Provided data —
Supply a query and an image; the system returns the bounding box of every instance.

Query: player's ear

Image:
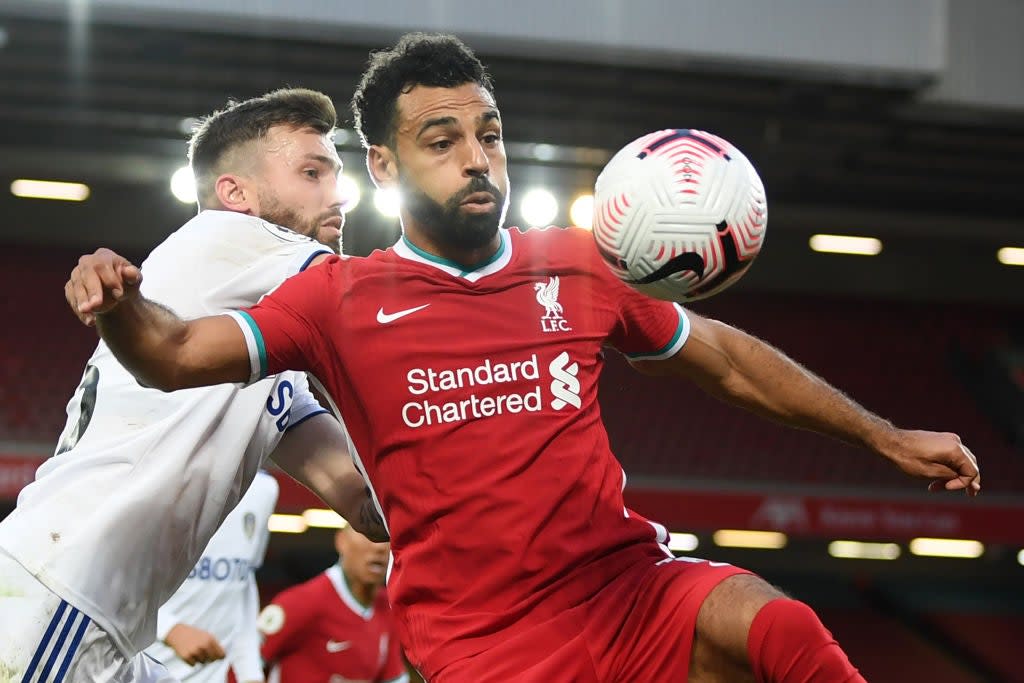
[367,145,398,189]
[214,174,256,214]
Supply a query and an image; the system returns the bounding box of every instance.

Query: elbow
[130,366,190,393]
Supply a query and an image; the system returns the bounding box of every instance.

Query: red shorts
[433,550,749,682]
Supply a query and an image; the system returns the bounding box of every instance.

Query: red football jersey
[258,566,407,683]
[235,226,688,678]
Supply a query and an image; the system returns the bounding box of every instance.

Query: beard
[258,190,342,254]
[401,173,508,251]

What the task requires — Pictures stay out; the data above is to be returned exactly.

Result of this exercise —
Supply a query and an image; the system returns the bounding box of every instance.

Query: player's ear

Image:
[367,145,398,189]
[214,174,256,214]
Supply a query and an image; the system returns the bounding box of every instance.

Query: elbow
[130,366,190,393]
Supply a query and an image; the system returns the bounding box of every instance.

Query: red shorts
[433,550,749,682]
Supply a query and an image; the system returns the bounding box of every instance.

Query: red football jersey
[258,566,407,683]
[235,226,688,678]
Supply a query and an image; the system returns the bounding box of every instance.

Query: beard
[258,190,342,254]
[401,173,508,251]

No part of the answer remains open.